**PROBLEM DESCRIPTION:** How many lines in the items below contain the word "house"? Reply with the number alone.

**RECORD EXCERPTS:**
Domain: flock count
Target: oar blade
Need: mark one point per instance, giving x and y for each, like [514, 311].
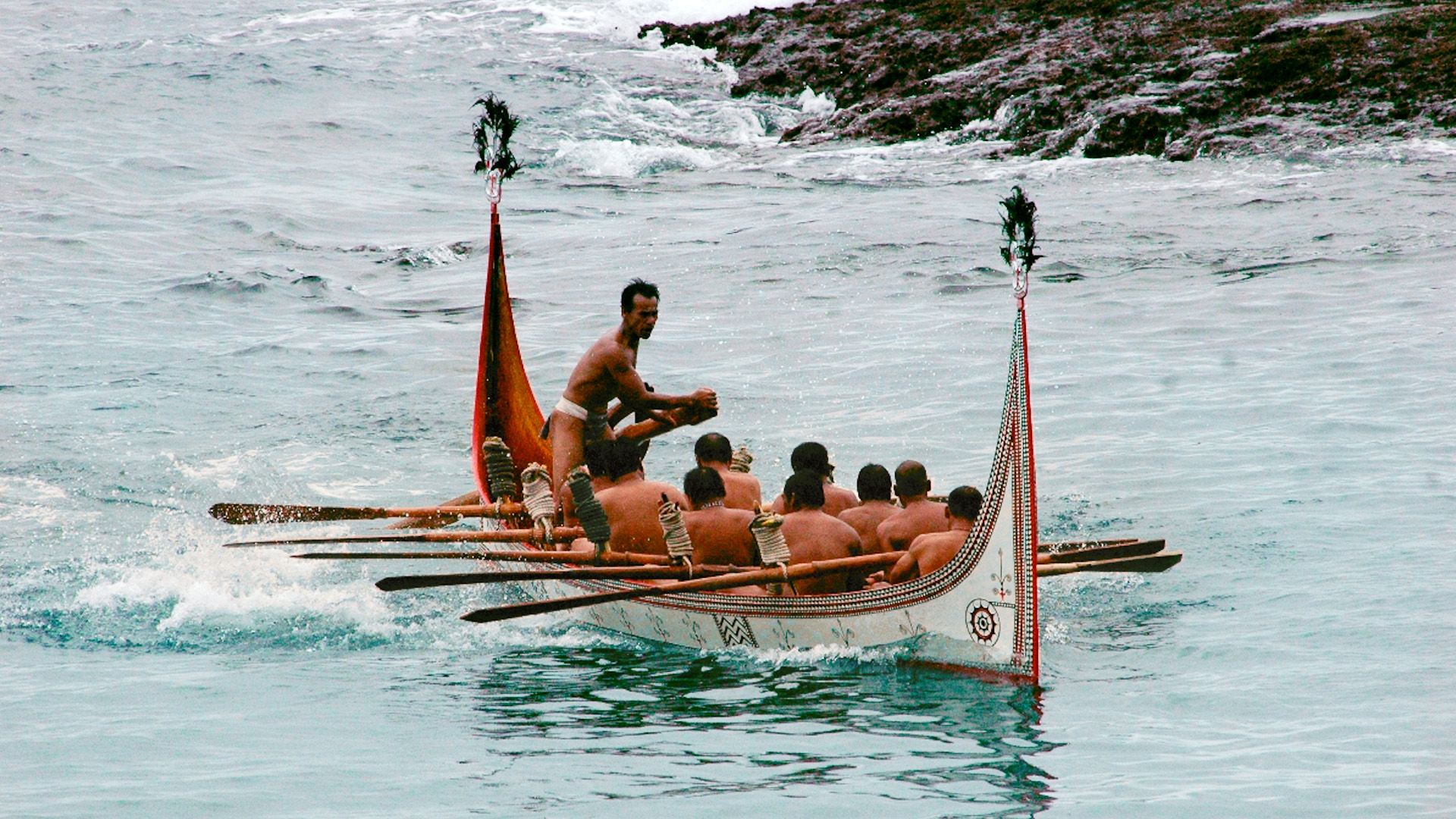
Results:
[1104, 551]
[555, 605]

---

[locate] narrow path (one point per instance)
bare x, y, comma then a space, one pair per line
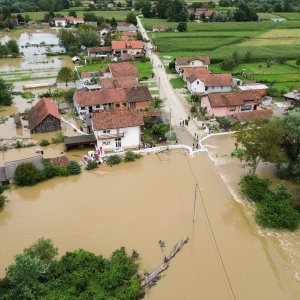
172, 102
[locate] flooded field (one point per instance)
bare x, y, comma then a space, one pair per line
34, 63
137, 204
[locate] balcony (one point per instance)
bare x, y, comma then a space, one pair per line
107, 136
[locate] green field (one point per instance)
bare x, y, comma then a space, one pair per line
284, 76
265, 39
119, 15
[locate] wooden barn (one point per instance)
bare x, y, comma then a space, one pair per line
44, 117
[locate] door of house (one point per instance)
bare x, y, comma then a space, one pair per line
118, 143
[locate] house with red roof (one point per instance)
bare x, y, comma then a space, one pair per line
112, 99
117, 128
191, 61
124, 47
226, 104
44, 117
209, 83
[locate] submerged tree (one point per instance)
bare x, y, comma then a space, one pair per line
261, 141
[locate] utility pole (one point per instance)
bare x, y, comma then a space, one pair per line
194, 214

...

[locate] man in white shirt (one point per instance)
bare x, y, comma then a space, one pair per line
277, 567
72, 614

**FINISHED EXERCISE:** 2